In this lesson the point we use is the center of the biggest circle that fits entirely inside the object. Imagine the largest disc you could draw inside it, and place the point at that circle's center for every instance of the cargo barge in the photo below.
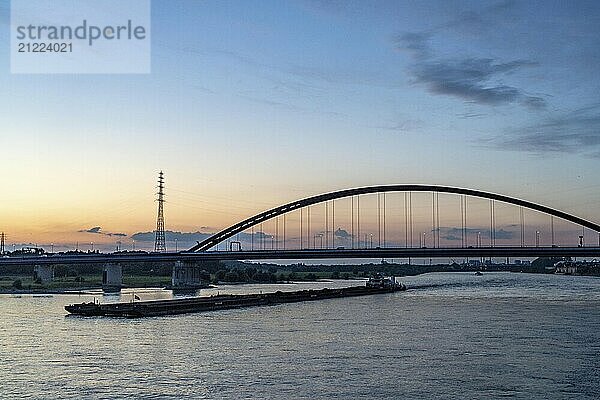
(152, 308)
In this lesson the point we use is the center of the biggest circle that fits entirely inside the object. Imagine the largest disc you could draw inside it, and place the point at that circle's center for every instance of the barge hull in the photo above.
(221, 302)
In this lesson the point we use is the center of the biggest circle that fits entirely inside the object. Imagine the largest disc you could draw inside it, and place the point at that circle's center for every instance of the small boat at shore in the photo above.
(137, 309)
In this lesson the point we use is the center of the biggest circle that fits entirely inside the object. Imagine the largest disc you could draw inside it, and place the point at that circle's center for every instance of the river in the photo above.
(451, 336)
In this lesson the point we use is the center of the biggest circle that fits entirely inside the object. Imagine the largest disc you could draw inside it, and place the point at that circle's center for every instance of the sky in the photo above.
(251, 104)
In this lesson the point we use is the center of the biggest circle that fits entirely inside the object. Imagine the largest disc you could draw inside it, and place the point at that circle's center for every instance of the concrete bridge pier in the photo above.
(112, 278)
(188, 275)
(45, 273)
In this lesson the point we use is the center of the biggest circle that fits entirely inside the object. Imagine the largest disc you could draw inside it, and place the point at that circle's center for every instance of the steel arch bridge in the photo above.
(248, 223)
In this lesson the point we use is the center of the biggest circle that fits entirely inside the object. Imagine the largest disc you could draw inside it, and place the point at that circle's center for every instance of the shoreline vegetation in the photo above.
(85, 278)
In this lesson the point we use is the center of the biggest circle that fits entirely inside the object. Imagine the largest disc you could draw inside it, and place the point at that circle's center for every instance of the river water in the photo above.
(451, 336)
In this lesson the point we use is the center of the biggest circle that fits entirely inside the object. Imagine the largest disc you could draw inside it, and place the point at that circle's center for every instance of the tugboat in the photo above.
(380, 282)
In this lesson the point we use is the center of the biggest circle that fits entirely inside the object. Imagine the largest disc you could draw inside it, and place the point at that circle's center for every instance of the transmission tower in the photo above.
(159, 241)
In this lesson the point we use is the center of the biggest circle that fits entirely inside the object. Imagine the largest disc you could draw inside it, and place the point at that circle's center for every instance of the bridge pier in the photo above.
(43, 273)
(112, 277)
(188, 275)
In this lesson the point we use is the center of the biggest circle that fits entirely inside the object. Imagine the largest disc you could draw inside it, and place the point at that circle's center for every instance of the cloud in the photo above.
(472, 79)
(577, 131)
(98, 231)
(342, 234)
(455, 233)
(95, 229)
(193, 237)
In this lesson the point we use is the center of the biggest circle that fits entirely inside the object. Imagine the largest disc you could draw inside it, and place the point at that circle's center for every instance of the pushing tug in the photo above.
(381, 282)
(136, 309)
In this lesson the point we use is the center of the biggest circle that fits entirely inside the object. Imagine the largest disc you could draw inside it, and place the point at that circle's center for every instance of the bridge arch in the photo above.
(294, 205)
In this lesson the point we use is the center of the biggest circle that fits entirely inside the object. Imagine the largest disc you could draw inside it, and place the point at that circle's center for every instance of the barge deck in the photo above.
(153, 308)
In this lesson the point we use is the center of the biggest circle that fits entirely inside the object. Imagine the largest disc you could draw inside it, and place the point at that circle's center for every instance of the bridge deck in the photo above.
(324, 254)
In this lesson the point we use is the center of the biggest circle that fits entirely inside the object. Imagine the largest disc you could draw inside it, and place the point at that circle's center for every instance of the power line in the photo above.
(159, 240)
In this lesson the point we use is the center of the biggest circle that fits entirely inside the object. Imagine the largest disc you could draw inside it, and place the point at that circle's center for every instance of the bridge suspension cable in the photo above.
(409, 223)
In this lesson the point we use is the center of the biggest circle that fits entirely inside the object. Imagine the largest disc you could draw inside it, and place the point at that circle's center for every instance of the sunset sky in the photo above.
(251, 104)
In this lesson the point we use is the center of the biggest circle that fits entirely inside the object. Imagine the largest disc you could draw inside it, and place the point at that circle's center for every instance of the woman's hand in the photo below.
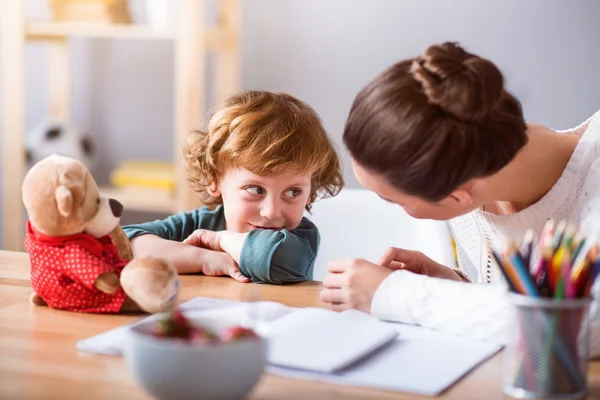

-- -- --

Repeat the data above word for word, without pictures.

In this lesson the point we use is the center of the biggest circle that fits entirely inside the object. Imagine the largest disc you could draw inside it, and place the point at that circle's center for every instance of the cargo barge in the photo below.
(152, 308)
In this lesson the point we use is the center of the biggest circle that fits entirely inside the object. Imagine the largest disc you could draw inside it, and place the point at that circle's center for every instance of the barge hull in the photo above.
(221, 302)
In this lesson the point we use is the center of the biggest circle that fits entirely inside the object. Imagine the largest disc you could draw inside it, and place the point at that circle's center for every instance of the small boat at shore in the photo above.
(137, 309)
In this lesson the point we use is the center of the biggest circle that fits entirely inside the object. Imagine the largest disc you could draw inside it, and place the point at that circle's center for every instance of the river in the photo above.
(451, 336)
In this lesson the point we use is the center of the biggest circle that fits entirely inside the object. Imagine the largest disc you could draw inside it, and place the point at that circle's center for every instance of the sky in the photo above.
(251, 104)
In this lesson the point we use is the center of the biggest circle that fits entirely inside the object. Imagine the largest disc you could draw inside it, and place the point at that circle's center for every instance of the concrete bridge pier in the photo above.
(112, 278)
(188, 275)
(45, 273)
In this lesson the point we use is the center of the biggest circle that fits entirely inside the object. Imagine the largest disc you could draw inside it, and place the point at that circle's center for every instance of the steel arch bridge in the photo above.
(248, 223)
In this lesson the point we use is the center of the biggest circle that fits entirely inside the object. Imagine the largest disc you could draw inside it, and place the point at that circle's center for every instance of the shoreline vegetation in the photo above.
(85, 278)
In this lesson the point we use is the center of the biggest circle that fits entirely inside the object. Imagine the largest disc you could draw inside it, and place the point at that circle's center for every instance of the river water in the photo above.
(451, 336)
In this lesson the point we use is the center of the biggest circle that fits entirely inside the object. Imagine the largest disc you could draw inside it, and place the point at that circle's center for every instance of the tugboat in the photo above.
(380, 282)
In this lesson the point we use is the center of the biggest circle that fits entirely inside the object. Imagine the largest disc you could draw inside it, and place the point at that circle's center for every instance of the transmission tower in the photo above.
(159, 241)
In this lesson the point we use is the center of the biggest circle that fits entirely inside the object. Imagine the largest disc you could draw inside it, and place the point at that circle's center for every instance of the bridge pier in the photo above.
(43, 273)
(112, 277)
(188, 275)
In this lesson the point we use is the center of the biggest circle that fits entirely inside the object. Imagine the largest disc you could draw inside it, and place the point at that circle's center for every instance of the cloud in the photo above.
(472, 79)
(577, 131)
(98, 231)
(342, 234)
(455, 233)
(95, 229)
(193, 237)
In this lesson the point we use is the center of the biggest circle that fits entirely inside the object. Imagine the largest disc you could draw inside it, and place the point at that circle's center for every instance of the pushing tug in the photo above.
(381, 282)
(136, 309)
In this lesson the point we use is the center of the biggest circle that fits entirely inside the object. Imagine the largest disc you could draw inside it, and place the point at that circle's center for every instance of the bridge arch in the photo above.
(294, 205)
In this lesson the point we use is the center of the biggest circle that fits entirely inside the object. Imagine the largest disc you could draw inside it, and place the point at that circle's center for every instance of the barge deck in the photo above.
(153, 308)
In this lesson the point we use is the center of the biggest circle that fits entirely inside the object. Imagine the largest disc you could draw inside it, and place the point at that circle's center for every instance of the bridge deck in the photo above.
(324, 254)
In this lesson the point we use is the center of the biggest circle that fits entirely inside the object. Imagine the largest disc you could draw inside it, and place the point at that circle's center for every instance of the power line in the photo above.
(159, 240)
In this lesson the point we use is the center of the biggest circle that fits entirely inside the object. Imagine the largest disc you could draw inside it, and place the point at that circle's center for every instance of the bridge suspension cable in the photo above.
(409, 223)
In this lesson the point we use is the center of the biggest circle that fits entirely inside the object. Imagine the largest disc you could draw inside it, and place the point at that circle's center for every instance of the sunset sky in the photo above.
(251, 104)
In this lesson the point we use is the center of the biggest circle that fits entirely inside the object. Imagine the largest disc you could draw inside it, and place the point at that circle's center for every instance of the woman's hand in the photo below.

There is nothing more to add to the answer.